__Records for processing__:
* * *

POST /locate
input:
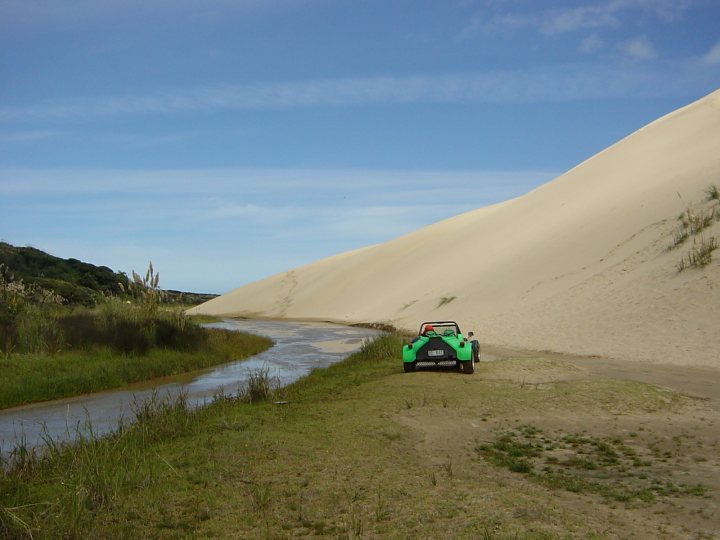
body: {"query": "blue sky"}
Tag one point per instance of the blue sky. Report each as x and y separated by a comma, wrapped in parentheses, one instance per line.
(230, 140)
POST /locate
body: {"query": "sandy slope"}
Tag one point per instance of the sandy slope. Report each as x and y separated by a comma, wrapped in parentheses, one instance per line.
(578, 265)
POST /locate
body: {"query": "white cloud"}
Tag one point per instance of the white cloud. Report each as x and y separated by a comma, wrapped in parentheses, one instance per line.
(541, 84)
(712, 57)
(591, 44)
(233, 225)
(639, 48)
(570, 20)
(602, 14)
(27, 136)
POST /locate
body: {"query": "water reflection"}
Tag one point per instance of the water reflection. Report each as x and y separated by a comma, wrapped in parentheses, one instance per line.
(299, 347)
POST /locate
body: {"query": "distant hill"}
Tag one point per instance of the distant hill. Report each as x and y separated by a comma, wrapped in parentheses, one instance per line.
(591, 263)
(76, 281)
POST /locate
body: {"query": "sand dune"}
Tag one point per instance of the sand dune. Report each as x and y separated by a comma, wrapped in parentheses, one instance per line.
(579, 265)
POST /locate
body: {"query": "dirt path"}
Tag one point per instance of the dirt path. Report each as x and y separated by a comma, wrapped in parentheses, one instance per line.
(656, 424)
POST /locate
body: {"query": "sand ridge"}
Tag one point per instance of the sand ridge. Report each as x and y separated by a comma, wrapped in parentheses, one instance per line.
(578, 265)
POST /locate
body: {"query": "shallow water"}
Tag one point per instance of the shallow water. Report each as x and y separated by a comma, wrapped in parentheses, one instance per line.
(299, 347)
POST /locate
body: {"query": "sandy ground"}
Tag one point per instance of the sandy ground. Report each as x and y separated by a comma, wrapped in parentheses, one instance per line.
(673, 429)
(581, 265)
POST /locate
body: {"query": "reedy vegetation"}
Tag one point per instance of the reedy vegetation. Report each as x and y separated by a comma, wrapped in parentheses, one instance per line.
(61, 489)
(52, 350)
(692, 224)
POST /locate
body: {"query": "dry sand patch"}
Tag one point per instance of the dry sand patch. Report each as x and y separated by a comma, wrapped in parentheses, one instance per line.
(632, 459)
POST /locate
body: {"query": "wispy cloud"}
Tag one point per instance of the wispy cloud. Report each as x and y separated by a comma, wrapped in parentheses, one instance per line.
(639, 48)
(591, 44)
(496, 17)
(210, 217)
(553, 83)
(27, 136)
(712, 57)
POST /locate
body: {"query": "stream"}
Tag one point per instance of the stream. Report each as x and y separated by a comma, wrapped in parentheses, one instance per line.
(299, 347)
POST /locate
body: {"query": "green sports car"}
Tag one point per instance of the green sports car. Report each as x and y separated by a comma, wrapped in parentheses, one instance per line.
(441, 344)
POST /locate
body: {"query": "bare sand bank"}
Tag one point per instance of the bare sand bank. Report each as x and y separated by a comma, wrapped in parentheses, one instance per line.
(580, 265)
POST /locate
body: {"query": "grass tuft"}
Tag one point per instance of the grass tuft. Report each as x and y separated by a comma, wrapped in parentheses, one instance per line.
(259, 386)
(445, 300)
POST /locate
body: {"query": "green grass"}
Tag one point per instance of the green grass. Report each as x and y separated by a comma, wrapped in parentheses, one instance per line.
(64, 489)
(35, 377)
(343, 458)
(602, 466)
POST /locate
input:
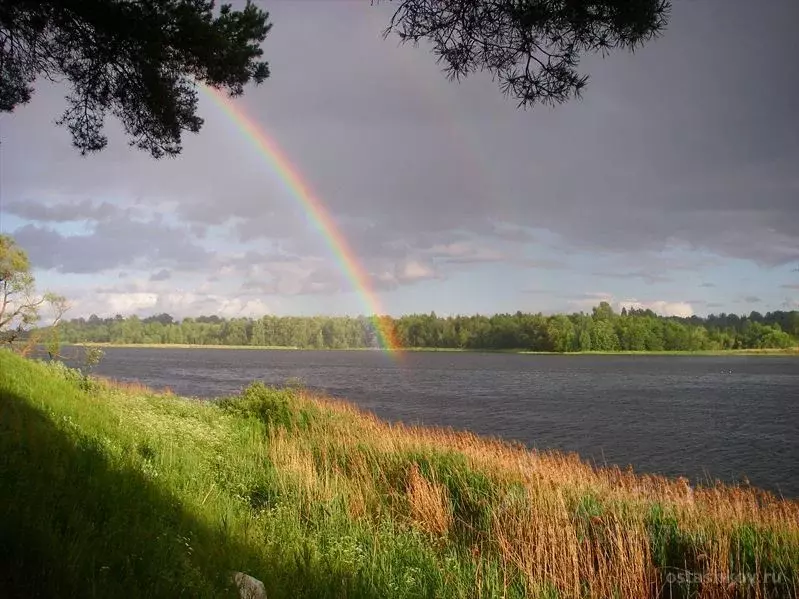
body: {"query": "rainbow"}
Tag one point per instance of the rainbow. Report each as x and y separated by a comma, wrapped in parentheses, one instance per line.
(315, 212)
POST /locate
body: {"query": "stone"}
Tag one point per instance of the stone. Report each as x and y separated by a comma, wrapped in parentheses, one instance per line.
(249, 587)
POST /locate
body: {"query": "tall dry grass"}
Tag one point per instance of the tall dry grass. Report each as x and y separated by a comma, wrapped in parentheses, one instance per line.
(565, 526)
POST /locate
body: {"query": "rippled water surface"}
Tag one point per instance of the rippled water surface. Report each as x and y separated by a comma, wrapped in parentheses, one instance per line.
(702, 417)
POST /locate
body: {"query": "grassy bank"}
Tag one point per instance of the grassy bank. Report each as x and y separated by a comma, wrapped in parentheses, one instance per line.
(114, 490)
(726, 352)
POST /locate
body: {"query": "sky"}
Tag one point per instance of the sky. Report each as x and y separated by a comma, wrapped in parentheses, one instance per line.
(673, 184)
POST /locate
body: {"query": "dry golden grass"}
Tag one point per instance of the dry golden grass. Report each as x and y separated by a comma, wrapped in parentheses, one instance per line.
(536, 527)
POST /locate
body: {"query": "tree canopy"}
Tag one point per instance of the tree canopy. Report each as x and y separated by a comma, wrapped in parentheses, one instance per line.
(141, 60)
(532, 47)
(19, 303)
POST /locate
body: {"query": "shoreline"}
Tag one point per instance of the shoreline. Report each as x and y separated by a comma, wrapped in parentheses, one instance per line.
(349, 505)
(723, 352)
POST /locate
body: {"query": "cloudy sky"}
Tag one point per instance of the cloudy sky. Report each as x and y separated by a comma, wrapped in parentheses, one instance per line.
(673, 184)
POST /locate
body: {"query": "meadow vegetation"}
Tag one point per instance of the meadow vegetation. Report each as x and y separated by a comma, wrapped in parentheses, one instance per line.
(112, 489)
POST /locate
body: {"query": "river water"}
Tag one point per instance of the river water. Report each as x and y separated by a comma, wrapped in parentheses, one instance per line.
(702, 417)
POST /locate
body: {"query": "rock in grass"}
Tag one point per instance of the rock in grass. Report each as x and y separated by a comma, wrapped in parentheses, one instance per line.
(249, 587)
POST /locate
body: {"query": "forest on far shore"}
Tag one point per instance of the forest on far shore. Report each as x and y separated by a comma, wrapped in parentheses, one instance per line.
(602, 329)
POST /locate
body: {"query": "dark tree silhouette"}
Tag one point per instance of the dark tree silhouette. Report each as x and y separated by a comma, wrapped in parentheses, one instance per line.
(138, 60)
(141, 60)
(532, 47)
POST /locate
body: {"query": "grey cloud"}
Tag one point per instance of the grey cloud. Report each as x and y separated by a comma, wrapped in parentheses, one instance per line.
(161, 275)
(112, 244)
(691, 142)
(62, 211)
(649, 277)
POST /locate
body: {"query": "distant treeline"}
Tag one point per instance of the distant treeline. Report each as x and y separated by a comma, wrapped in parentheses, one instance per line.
(601, 330)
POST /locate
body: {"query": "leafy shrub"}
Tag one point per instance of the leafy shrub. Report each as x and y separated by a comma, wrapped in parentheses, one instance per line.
(274, 407)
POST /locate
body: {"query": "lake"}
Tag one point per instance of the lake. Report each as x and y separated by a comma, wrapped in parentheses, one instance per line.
(704, 417)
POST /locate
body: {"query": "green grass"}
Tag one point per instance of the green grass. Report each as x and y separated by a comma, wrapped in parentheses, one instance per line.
(109, 491)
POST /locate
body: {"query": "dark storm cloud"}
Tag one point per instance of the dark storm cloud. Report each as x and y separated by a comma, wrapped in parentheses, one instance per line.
(62, 211)
(112, 244)
(692, 141)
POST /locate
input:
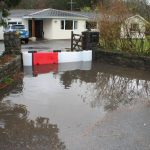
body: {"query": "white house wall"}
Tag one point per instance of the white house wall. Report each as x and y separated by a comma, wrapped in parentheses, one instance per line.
(52, 29)
(1, 33)
(125, 29)
(23, 21)
(47, 28)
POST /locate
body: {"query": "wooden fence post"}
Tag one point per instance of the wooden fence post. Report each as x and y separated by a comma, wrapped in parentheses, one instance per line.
(71, 40)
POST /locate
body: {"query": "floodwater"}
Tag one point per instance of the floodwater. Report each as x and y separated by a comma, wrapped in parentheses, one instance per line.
(77, 106)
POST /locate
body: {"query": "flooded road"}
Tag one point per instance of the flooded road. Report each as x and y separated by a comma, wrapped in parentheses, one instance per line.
(78, 106)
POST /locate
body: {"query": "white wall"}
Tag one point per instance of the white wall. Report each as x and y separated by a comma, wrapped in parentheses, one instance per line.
(1, 33)
(52, 29)
(47, 28)
(125, 29)
(23, 21)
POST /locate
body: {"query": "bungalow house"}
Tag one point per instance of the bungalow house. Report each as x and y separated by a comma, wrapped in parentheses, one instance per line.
(134, 27)
(57, 24)
(49, 23)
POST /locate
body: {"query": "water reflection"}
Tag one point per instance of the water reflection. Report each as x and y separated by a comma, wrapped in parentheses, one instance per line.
(110, 86)
(14, 88)
(19, 133)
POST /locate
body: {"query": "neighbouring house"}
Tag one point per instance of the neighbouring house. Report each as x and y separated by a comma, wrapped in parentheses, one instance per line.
(49, 23)
(57, 24)
(134, 27)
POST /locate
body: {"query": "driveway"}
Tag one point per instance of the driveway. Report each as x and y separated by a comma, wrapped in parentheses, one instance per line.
(42, 45)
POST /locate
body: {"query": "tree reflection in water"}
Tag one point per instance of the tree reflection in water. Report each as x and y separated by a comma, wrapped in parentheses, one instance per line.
(110, 86)
(17, 132)
(113, 90)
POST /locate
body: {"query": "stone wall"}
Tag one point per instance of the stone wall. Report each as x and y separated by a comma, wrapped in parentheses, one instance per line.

* * *

__Work instructions__: Count how many lines of the listing above contain the word "bungalow". Reply with the number alone.

__Output for this exercise__: 2